- **Excerpt to read**

########################################

OpenAI is facing renewed scrutiny after independent benchmark results for its o3 model fell well below initial claims, raising transparency concerns in the AI community.
When OpenAI unveiled o3 in December, it reported that the model could solve over 25% of questions in the FrontierMath benchmark — far surpassing other models, which scored under 2%. However, new independent testing by Epoch AI found o3’s score closer to 10%, sparking debate over how OpenAI evaluates and presents its models.
Epoch noted differences in testing methodology, including computational resources and versions of the benchmark, which may explain the gap. OpenAI’s internal tests used a more powerful, unreleased version of o3, while the public version, launched last week, is tuned for speed and usability, according to OpenAI staff.
The ARC Prize Foundation, which tested an earlier version of o3, confirmed that the public release differs significantly from the internal variant, supporting claims that compute tiers influence performance.

########################################

- **Questions**
(1) List every organization named in the report on o3's benchmark results.
(2) Resume the report on o3's FrontierMath scores, starting after its final sentence.

- **Dataset entries**

########################################

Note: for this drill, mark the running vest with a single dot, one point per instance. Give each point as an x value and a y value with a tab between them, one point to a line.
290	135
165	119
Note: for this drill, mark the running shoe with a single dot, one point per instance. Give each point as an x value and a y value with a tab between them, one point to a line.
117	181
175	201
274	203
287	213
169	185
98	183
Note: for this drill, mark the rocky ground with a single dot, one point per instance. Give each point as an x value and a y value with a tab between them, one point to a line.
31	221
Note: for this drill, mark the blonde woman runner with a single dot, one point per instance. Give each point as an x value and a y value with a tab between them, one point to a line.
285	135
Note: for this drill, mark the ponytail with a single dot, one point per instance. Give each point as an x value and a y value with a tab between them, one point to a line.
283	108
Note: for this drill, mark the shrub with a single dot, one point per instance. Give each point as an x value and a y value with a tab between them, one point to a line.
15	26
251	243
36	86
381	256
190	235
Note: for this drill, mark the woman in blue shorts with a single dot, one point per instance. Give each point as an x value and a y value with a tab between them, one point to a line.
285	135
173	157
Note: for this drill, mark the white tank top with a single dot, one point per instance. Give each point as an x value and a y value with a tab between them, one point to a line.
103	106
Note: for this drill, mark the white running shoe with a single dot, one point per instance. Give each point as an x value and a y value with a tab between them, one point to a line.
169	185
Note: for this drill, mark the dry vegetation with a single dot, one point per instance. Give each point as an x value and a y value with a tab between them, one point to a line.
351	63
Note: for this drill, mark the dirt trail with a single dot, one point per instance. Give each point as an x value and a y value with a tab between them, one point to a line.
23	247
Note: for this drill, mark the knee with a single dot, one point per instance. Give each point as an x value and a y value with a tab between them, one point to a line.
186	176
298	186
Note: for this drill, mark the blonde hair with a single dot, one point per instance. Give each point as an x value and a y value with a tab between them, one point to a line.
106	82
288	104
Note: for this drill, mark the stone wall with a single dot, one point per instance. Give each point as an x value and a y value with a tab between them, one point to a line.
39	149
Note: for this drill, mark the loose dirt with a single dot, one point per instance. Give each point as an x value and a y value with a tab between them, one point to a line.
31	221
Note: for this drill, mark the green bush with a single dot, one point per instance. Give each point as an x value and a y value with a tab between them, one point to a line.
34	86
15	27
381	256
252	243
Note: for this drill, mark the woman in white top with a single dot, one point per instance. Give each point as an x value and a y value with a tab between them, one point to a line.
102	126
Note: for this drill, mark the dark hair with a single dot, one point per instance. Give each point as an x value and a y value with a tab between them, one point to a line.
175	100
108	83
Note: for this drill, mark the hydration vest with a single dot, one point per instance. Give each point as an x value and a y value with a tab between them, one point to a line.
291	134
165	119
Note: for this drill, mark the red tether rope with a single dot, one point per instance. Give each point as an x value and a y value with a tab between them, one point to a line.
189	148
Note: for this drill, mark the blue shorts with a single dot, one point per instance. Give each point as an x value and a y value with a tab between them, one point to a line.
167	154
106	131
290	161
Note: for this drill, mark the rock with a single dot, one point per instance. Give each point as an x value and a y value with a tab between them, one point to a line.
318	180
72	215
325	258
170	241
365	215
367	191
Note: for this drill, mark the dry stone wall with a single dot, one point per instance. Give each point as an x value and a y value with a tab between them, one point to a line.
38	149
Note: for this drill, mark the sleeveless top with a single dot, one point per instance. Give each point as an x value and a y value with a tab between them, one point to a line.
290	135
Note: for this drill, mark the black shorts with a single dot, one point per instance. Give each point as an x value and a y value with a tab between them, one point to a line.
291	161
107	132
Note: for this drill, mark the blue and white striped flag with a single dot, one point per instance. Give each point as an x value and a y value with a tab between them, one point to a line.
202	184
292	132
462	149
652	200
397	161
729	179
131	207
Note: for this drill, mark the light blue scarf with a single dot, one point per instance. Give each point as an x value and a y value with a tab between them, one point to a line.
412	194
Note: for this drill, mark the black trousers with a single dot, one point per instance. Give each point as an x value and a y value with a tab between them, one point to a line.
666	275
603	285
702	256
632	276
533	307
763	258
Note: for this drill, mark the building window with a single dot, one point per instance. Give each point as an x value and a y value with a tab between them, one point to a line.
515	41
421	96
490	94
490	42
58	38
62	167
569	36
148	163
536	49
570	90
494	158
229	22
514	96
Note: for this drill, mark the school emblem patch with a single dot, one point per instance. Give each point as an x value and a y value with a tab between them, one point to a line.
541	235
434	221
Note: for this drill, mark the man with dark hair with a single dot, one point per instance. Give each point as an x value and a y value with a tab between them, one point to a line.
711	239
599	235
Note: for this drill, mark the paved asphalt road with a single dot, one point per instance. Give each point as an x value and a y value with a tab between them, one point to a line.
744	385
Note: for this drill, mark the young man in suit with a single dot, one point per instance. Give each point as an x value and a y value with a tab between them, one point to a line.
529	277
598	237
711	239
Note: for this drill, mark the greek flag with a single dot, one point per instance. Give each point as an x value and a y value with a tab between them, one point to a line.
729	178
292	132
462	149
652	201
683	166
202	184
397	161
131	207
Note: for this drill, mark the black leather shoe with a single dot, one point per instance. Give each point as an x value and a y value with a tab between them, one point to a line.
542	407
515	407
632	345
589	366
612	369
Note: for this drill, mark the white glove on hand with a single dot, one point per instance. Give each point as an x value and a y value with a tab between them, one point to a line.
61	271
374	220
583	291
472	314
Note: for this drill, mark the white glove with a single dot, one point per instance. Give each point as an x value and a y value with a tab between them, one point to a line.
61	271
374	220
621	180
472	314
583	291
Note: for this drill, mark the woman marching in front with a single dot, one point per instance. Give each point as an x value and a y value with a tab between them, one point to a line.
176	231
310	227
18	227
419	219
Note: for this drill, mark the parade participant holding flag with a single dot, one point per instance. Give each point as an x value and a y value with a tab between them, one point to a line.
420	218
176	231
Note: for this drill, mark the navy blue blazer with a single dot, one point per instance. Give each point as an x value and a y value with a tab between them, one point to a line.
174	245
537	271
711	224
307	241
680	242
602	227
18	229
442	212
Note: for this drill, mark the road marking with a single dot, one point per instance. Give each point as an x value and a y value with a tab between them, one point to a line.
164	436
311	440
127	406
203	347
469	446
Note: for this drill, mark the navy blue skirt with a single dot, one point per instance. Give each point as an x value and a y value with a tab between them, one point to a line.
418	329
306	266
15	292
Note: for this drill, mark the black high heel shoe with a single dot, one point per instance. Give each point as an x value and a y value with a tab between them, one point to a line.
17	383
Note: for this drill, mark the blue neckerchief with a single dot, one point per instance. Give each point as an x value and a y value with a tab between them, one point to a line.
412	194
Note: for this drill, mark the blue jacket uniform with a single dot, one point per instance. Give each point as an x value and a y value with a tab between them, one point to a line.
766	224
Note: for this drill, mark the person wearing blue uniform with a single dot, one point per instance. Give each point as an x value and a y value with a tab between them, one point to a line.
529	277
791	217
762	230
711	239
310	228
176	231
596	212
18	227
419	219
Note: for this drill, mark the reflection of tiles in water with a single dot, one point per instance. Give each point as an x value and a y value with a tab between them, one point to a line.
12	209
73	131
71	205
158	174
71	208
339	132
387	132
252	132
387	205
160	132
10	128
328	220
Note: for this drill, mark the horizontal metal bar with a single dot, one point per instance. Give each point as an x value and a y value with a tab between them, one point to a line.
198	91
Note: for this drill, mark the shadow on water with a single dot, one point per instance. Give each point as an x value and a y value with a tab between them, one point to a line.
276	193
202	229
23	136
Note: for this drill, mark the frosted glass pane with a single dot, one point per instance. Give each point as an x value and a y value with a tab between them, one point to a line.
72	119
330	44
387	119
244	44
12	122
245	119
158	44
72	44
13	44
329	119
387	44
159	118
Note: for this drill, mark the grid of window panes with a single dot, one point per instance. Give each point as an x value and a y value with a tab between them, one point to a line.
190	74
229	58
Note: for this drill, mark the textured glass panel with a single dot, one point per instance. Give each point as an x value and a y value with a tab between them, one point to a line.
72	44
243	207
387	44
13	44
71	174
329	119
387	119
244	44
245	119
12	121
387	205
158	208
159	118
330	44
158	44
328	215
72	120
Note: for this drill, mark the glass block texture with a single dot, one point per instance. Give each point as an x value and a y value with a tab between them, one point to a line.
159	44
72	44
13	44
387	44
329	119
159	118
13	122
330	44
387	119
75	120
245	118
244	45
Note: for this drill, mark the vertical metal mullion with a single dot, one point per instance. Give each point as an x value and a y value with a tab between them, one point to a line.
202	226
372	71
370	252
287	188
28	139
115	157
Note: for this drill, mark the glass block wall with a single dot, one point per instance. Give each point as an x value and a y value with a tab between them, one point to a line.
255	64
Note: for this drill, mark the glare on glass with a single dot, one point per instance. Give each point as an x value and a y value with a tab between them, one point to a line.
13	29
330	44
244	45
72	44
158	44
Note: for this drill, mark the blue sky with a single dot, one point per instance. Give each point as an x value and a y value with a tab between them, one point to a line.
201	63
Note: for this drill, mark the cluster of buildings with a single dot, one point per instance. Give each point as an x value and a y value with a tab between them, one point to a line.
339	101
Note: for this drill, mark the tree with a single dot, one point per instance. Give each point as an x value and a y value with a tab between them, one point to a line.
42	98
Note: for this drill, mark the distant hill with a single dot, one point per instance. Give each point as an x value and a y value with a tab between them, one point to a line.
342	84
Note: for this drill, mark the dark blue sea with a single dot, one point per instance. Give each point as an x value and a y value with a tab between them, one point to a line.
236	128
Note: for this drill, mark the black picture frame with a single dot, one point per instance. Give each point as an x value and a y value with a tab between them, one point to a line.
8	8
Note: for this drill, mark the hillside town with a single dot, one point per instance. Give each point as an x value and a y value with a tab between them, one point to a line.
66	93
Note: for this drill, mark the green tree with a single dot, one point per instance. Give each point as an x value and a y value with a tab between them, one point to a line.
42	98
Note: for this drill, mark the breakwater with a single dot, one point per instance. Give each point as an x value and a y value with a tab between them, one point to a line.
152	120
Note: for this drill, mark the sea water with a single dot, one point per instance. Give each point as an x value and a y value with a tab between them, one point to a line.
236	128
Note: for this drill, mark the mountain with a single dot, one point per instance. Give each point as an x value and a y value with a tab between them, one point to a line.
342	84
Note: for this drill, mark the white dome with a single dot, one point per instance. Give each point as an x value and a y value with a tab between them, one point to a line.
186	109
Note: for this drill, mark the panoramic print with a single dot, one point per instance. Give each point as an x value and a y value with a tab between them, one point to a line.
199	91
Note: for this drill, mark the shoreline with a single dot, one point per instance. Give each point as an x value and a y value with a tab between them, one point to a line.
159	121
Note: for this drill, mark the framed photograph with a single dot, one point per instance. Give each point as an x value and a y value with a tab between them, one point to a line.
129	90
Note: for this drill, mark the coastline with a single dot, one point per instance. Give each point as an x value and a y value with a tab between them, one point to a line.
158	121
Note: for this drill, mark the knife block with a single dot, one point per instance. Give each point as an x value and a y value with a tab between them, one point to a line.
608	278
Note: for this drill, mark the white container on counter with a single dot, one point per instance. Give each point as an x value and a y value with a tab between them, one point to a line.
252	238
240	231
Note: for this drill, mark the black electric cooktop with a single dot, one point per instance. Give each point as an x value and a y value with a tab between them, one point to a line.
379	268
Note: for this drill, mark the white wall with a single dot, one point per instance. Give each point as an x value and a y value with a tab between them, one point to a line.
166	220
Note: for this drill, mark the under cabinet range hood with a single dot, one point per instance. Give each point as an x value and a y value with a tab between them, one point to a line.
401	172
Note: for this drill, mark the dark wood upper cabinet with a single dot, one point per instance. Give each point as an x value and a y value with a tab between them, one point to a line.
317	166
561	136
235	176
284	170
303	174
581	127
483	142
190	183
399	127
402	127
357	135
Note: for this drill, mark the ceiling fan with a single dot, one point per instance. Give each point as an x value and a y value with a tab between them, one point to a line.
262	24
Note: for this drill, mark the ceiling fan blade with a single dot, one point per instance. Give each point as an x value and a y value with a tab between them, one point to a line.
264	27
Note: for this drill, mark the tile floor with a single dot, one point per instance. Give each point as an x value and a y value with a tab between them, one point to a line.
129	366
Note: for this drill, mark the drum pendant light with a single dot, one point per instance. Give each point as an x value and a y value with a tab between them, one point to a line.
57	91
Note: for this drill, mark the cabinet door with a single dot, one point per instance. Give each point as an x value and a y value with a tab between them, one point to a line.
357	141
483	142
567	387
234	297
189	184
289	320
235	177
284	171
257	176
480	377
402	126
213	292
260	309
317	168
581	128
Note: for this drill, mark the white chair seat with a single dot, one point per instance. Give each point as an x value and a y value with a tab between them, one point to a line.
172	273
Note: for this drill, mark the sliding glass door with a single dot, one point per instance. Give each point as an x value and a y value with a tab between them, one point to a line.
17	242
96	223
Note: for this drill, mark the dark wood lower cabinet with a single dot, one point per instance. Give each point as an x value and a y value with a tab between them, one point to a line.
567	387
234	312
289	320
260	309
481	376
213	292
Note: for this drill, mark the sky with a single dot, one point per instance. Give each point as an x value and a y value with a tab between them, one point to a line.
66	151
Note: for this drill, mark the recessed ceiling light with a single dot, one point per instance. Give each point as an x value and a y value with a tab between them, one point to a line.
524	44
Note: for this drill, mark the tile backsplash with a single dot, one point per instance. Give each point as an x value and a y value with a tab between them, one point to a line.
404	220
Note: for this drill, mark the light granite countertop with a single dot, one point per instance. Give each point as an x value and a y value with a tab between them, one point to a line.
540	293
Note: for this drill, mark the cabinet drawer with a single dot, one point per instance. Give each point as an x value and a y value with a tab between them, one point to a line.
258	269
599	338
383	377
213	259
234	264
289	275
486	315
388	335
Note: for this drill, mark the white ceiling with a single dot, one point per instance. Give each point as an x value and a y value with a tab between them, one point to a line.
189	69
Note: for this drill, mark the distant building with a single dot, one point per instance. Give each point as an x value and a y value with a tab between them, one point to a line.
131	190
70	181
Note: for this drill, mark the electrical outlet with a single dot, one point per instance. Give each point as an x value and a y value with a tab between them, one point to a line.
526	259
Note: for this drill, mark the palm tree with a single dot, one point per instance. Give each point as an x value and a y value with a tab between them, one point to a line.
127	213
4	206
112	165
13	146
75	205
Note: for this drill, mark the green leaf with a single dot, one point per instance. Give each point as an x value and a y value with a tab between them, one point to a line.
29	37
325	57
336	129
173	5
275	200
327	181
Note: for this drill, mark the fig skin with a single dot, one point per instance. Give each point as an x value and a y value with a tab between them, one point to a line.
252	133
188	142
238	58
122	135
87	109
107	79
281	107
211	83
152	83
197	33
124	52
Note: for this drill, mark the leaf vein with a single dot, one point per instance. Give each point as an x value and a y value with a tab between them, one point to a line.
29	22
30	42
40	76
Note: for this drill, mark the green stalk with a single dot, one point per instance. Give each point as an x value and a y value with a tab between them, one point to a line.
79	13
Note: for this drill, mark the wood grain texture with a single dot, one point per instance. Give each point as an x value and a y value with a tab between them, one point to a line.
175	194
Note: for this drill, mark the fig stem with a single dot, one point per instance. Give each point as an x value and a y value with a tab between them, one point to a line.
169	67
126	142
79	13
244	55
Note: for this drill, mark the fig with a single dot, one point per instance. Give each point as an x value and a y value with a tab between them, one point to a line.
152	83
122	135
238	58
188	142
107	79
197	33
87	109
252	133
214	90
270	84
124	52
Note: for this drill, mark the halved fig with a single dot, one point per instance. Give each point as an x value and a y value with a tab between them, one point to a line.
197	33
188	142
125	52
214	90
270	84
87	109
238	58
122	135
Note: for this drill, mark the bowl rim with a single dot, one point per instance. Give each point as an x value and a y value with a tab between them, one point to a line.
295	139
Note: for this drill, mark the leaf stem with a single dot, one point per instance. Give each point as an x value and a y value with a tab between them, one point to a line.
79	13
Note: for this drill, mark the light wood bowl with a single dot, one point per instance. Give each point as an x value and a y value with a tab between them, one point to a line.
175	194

########################################

- **Numbered responses**
(1) OpenAI, Epoch AI, ARC Prize Foundation

(2)
Despite the shortfall, OpenAI’s newer models — including o3-mini-high and o4-mini — outperform o3 on the same benchmark, with o3-pro expected soon. Still, the incident adds to growing skepticism around AI benchmarking, where companies often set the narrative with limited transparency.
Benchmark controversy isn’t new. Earlier this year, Epoch was criticized for delaying disclosure of OpenAI funding behind FrontierMath, which many academic contributors were unaware of.
The lesson: AI benchmarks are useful — but best taken with a grain of salt.